(Description of the task): Copy the lines of the listing word for word, from the line with "Where can you find the tree canopy?" to the line with "<point>341,905</point>", both included.

[Excerpts from point annotation data]
........

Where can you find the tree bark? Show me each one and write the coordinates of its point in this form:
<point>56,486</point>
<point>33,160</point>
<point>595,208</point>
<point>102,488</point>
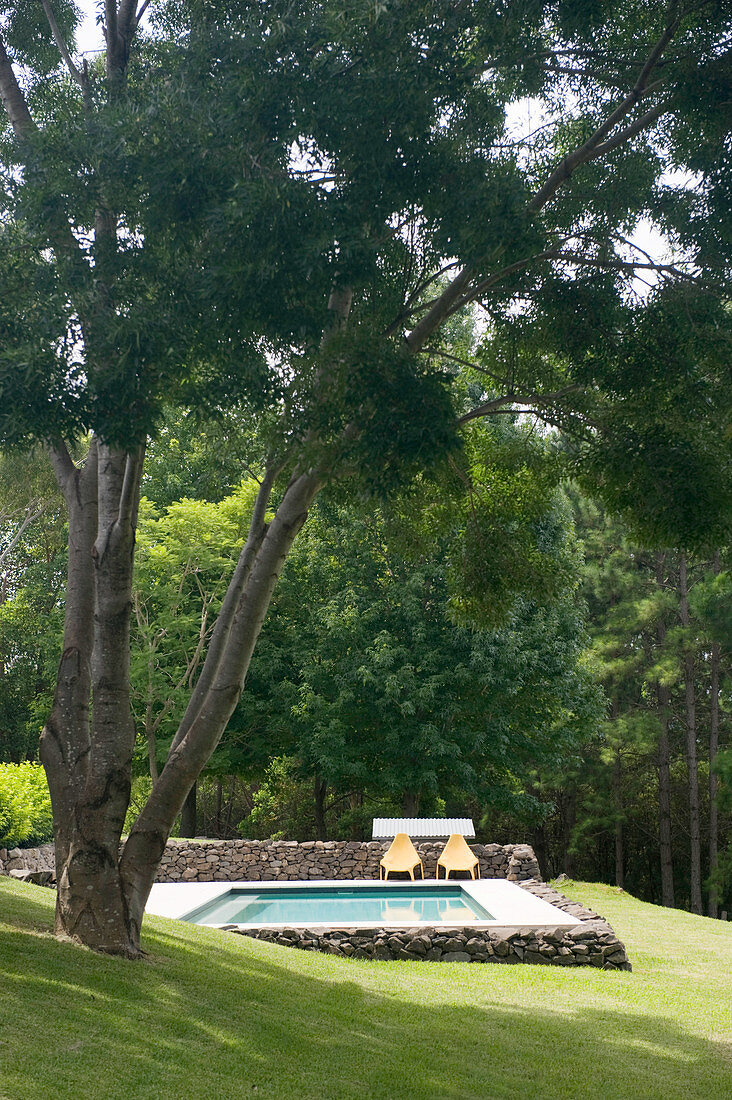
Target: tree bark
<point>222,679</point>
<point>87,751</point>
<point>712,904</point>
<point>188,814</point>
<point>664,700</point>
<point>568,823</point>
<point>690,710</point>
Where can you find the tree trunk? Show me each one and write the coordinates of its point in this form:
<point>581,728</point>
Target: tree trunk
<point>690,708</point>
<point>712,904</point>
<point>88,752</point>
<point>188,813</point>
<point>568,823</point>
<point>219,684</point>
<point>320,789</point>
<point>219,804</point>
<point>664,700</point>
<point>618,799</point>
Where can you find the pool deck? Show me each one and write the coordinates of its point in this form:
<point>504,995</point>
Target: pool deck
<point>512,906</point>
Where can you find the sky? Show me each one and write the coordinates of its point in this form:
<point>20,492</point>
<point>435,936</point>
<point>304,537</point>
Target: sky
<point>645,235</point>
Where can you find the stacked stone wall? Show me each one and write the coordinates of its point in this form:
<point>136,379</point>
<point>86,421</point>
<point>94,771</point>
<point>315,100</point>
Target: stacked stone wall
<point>590,943</point>
<point>290,860</point>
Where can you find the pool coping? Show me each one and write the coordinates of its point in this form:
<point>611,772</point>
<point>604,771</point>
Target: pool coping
<point>512,905</point>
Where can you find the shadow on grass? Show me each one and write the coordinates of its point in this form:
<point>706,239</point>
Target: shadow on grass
<point>214,1018</point>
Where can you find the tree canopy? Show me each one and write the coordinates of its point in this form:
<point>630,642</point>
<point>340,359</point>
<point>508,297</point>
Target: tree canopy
<point>274,211</point>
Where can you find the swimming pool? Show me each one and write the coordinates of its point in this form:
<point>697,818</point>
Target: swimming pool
<point>342,904</point>
<point>356,903</point>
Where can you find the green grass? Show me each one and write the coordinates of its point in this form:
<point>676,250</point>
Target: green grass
<point>220,1016</point>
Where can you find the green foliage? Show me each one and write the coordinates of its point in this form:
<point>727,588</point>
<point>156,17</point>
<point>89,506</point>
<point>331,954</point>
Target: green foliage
<point>371,685</point>
<point>185,556</point>
<point>24,805</point>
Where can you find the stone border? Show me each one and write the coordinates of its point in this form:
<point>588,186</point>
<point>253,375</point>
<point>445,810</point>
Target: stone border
<point>590,943</point>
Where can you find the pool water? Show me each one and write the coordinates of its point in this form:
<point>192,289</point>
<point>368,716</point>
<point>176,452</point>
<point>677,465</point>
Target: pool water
<point>341,905</point>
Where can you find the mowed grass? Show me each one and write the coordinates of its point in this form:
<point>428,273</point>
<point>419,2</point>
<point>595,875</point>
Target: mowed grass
<point>214,1015</point>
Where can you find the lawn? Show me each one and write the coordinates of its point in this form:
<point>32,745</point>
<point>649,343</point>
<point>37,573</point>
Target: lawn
<point>221,1016</point>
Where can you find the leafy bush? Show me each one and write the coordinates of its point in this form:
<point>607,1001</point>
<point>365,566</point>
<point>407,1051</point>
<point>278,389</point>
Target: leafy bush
<point>24,805</point>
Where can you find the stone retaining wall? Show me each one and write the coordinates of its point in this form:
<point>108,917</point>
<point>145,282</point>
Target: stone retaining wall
<point>290,860</point>
<point>590,943</point>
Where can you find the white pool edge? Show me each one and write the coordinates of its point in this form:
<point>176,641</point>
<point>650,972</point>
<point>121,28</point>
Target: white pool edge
<point>511,905</point>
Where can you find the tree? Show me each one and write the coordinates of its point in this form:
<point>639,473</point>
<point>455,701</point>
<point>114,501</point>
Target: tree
<point>194,220</point>
<point>657,657</point>
<point>383,694</point>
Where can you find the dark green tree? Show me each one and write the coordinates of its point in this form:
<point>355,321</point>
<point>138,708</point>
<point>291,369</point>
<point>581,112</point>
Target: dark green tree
<point>253,206</point>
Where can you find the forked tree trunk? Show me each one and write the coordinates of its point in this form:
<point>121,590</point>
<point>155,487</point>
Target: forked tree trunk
<point>88,751</point>
<point>88,739</point>
<point>219,684</point>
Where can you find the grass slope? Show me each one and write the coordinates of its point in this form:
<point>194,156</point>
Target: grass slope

........

(Finished task):
Where can you find the tree canopy? Show me each one and write the coordinates of its point in this form:
<point>630,642</point>
<point>340,359</point>
<point>508,297</point>
Target: tree canopy
<point>274,211</point>
Where can you find the swimming pool? Show me each one and write the coordinates of its point in this form:
<point>697,818</point>
Target: swimming pool
<point>342,904</point>
<point>356,903</point>
Where can you find the green grass? Show me each one and write the coordinates of its point in this form:
<point>676,250</point>
Target: green grass
<point>220,1016</point>
Where can you find the green foliage? Show me each one and write the coordinates of its point in this form:
<point>727,588</point>
<point>156,17</point>
<point>89,506</point>
<point>331,954</point>
Target: green foliage
<point>371,685</point>
<point>185,556</point>
<point>24,805</point>
Where can you find the stone border? Show me each one and write the coordinates of its point in this form:
<point>588,186</point>
<point>253,375</point>
<point>445,810</point>
Target: stone border
<point>590,943</point>
Where can you find the pool water? Show me each one and write the coordinates of its point in this form:
<point>192,289</point>
<point>368,716</point>
<point>176,452</point>
<point>677,465</point>
Target: pool water
<point>341,905</point>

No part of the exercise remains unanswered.